— REQUIRED TASK —
Starting at the line that contains "Practice step: locate the fish snout" and continuing through the end of the data, present those lines as a numbered list. Omit blank lines and leave the pictures out.
****************************************
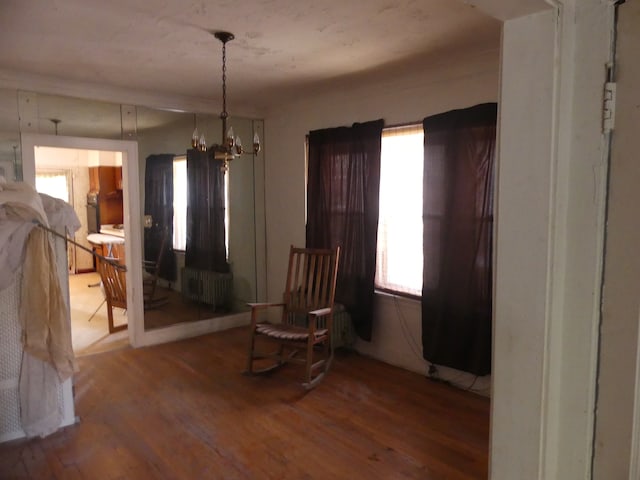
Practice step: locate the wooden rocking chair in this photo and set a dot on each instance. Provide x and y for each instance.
(113, 276)
(308, 298)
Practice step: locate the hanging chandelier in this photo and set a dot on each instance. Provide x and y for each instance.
(230, 146)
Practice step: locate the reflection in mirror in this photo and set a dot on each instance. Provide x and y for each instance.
(10, 153)
(177, 292)
(157, 132)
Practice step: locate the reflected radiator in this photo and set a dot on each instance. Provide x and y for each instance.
(212, 288)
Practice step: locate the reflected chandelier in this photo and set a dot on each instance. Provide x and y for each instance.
(231, 146)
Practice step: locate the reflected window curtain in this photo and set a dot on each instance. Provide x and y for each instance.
(458, 194)
(205, 248)
(158, 202)
(342, 209)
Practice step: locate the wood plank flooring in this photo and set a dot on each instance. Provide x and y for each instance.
(184, 411)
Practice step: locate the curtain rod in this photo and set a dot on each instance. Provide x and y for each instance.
(67, 239)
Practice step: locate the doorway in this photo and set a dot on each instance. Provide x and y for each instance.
(85, 296)
(68, 174)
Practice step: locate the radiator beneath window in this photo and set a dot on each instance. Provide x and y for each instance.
(212, 288)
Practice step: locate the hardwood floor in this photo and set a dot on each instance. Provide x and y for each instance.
(184, 411)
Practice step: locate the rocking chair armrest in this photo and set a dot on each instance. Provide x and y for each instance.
(321, 312)
(265, 305)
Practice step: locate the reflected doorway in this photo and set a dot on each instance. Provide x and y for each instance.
(77, 176)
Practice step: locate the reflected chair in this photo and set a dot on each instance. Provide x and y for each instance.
(113, 277)
(150, 273)
(308, 299)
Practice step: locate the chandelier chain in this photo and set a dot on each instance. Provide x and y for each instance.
(224, 80)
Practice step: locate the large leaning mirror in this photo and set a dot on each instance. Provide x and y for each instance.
(95, 183)
(179, 288)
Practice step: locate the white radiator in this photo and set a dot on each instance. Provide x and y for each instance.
(212, 288)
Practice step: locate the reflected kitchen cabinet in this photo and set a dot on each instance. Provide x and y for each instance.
(106, 184)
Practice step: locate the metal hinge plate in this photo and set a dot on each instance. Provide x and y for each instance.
(609, 107)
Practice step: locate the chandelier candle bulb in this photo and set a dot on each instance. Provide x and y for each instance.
(230, 139)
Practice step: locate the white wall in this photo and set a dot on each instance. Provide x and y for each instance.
(456, 82)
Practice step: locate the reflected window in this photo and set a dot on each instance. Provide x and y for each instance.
(180, 191)
(53, 183)
(180, 203)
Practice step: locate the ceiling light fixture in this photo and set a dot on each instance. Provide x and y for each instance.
(231, 146)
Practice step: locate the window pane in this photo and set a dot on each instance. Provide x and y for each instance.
(54, 184)
(399, 255)
(179, 203)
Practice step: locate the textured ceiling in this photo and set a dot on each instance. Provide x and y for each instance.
(283, 48)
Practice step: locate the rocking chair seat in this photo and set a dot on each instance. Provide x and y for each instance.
(287, 332)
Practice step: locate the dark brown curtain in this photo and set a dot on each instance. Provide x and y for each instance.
(205, 248)
(158, 202)
(458, 222)
(342, 209)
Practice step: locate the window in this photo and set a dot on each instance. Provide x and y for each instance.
(399, 252)
(54, 183)
(180, 203)
(180, 192)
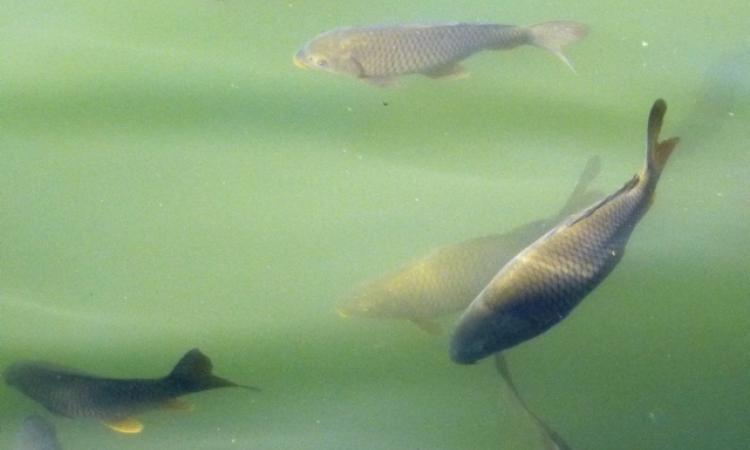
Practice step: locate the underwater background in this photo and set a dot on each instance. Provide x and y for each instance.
(169, 180)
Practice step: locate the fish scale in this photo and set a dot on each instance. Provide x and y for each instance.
(379, 53)
(543, 283)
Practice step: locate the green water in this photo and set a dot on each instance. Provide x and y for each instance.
(169, 180)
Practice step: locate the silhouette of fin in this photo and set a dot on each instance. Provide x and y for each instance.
(554, 36)
(176, 404)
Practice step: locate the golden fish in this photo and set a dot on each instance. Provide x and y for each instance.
(447, 280)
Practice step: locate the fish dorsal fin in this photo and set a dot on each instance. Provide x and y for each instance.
(574, 219)
(127, 425)
(176, 404)
(193, 365)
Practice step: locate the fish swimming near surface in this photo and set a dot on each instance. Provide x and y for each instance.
(113, 401)
(542, 284)
(379, 54)
(550, 439)
(36, 433)
(447, 280)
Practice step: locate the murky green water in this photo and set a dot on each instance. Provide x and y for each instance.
(170, 180)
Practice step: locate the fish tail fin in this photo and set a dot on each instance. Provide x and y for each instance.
(657, 152)
(193, 373)
(554, 36)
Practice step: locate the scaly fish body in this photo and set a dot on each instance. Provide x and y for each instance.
(448, 279)
(75, 394)
(381, 53)
(542, 284)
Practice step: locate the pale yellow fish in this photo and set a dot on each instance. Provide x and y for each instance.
(379, 54)
(448, 279)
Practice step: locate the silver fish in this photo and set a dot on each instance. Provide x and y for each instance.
(36, 434)
(379, 54)
(446, 280)
(541, 285)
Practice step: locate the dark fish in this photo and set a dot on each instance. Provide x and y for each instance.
(549, 437)
(448, 279)
(113, 401)
(379, 54)
(543, 283)
(36, 434)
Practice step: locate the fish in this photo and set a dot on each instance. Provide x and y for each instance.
(550, 439)
(36, 433)
(541, 285)
(448, 279)
(114, 401)
(380, 54)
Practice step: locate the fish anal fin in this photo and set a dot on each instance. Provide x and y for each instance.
(176, 404)
(428, 326)
(127, 425)
(450, 71)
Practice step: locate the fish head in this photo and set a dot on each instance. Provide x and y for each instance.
(371, 301)
(481, 332)
(329, 53)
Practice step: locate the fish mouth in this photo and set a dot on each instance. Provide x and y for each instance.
(297, 60)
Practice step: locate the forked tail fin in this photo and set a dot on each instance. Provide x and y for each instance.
(554, 36)
(193, 373)
(657, 153)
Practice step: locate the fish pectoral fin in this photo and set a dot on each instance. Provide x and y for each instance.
(450, 71)
(176, 404)
(428, 326)
(127, 425)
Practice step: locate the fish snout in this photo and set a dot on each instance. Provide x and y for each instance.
(299, 60)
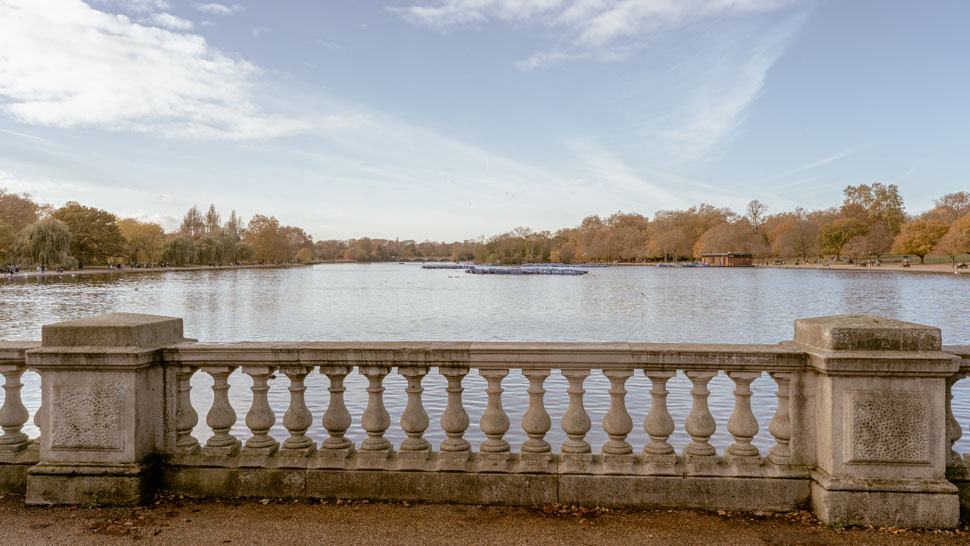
****************************************
— REPLY TO THE EXERCISE —
1. Practice step: locate the fish snout in this photo and set a dot on each instance. Provide x and y for each instance.
2. (299, 60)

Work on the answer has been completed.